— Start The data —
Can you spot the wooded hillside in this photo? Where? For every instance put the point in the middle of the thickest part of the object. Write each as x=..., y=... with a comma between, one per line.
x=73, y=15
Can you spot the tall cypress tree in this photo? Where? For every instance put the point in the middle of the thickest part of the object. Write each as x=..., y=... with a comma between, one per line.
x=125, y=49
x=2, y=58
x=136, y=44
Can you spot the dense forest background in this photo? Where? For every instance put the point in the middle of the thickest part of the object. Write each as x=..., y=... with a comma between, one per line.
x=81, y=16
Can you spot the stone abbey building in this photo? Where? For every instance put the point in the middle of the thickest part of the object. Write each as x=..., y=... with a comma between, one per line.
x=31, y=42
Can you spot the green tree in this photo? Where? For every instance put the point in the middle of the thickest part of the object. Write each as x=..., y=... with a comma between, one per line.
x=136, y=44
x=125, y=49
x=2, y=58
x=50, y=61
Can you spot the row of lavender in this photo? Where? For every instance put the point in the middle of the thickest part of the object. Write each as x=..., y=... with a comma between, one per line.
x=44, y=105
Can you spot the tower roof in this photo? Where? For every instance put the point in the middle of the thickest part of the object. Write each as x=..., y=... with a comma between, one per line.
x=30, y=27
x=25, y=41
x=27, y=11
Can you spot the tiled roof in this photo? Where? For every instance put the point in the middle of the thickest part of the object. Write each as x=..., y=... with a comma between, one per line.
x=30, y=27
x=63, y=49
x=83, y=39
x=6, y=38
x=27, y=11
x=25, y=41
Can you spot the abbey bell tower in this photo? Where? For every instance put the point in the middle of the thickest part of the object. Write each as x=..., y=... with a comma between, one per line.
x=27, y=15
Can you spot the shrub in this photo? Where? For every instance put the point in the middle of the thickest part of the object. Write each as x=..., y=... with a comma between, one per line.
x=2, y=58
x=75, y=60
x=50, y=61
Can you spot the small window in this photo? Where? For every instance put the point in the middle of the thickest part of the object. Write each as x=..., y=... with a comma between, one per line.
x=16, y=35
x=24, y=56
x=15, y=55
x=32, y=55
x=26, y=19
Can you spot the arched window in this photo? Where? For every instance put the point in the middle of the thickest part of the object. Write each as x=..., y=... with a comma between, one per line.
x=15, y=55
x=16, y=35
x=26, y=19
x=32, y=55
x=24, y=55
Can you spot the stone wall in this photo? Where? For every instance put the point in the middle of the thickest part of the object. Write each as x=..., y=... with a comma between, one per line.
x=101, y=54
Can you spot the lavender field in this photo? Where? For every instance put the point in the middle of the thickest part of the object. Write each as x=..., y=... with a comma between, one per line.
— End The data —
* Brief
Rewrite every line of the records above as a numbered list, omitting any blank lines.

* Task solution
1. Can you spot the wooded hillside in this photo? Where? For every instance put the point in the middle of the thickest part of the object. Write each as x=..., y=... with a comma between, one per line.
2. x=73, y=15
3. Can you spot the tall cypress tree in this photo? Where? For every instance put the point in the middle of the thickest part of the object. Write each as x=..., y=... with a comma between, one per line.
4. x=125, y=49
5. x=2, y=58
6. x=136, y=44
7. Can you spot the dense forest background in this photo? Where? For every instance put the point in the middle of the thickest part of the object. Write each as x=..., y=... with a comma between, one per line.
8. x=81, y=16
9. Can you spot the stone abbey building in this photo? Where? For every instance put the point in the middle of the thickest part of the object. Write each as x=..., y=... with a comma between, one per line.
10. x=31, y=42
11. Can you spot the green tree in this photo? Where? For every instance put the point in the middle of the thickest part of the object. Write each as x=..., y=... with a comma between, one per line.
12. x=136, y=44
13. x=125, y=49
14. x=2, y=58
15. x=50, y=61
16. Can you spot the row of lavender in this photo? Where? For every instance put the point in the middle of the thickest part of the object. Write each as x=..., y=... with a comma between, one per line.
17. x=44, y=105
18. Can you spot the tower roof in this photo? Where? For every instance put the point in the middle of the thickest part of the object. Write each as x=..., y=... with a comma between, one per line.
19. x=30, y=27
20. x=25, y=41
21. x=27, y=11
22. Can you spot the tiled roof in this photo? Where? For every instance put the point in the middle of the thickest part of the object. Write each as x=..., y=... with a comma between, one per line.
23. x=30, y=27
24. x=63, y=49
25. x=83, y=39
26. x=6, y=38
27. x=27, y=11
28. x=25, y=41
29. Can you spot the abbey bell tower in this photo? Where? For every instance put the point in the middle of the thickest part of the object. Write each as x=..., y=... with a comma between, one per line.
30. x=27, y=15
31. Can you spot the shrub in this photo? Where? For every instance put the point in the middle of the thickest part of the object. Write each as x=..., y=... with a comma between, one per line.
32. x=2, y=58
33. x=75, y=60
34. x=50, y=61
35. Can you spot the small window in this photo? Where? For every instance put the point in the middle of the thickest part of the object. Write each as x=..., y=... with a comma between, one per line.
36. x=16, y=35
37. x=24, y=56
38. x=15, y=55
39. x=32, y=55
40. x=26, y=19
41. Can you spot the arched window in this photo? Where? For every instance put the point in the middle of the thickest part of the object. Write each as x=..., y=... with a comma between, one per line.
42. x=15, y=55
43. x=16, y=35
44. x=26, y=19
45. x=32, y=55
46. x=24, y=55
47. Can you spot the stone wall in this photo? Where? For every instance put the point in the middle of the thickest part of the object. Write each as x=..., y=... with a comma between, one per line.
48. x=101, y=54
49. Can you spot the lavender field in this photo? Where? For every instance put the point in the middle of the thickest part of the object. Write each as x=..., y=... with a comma between, one per line.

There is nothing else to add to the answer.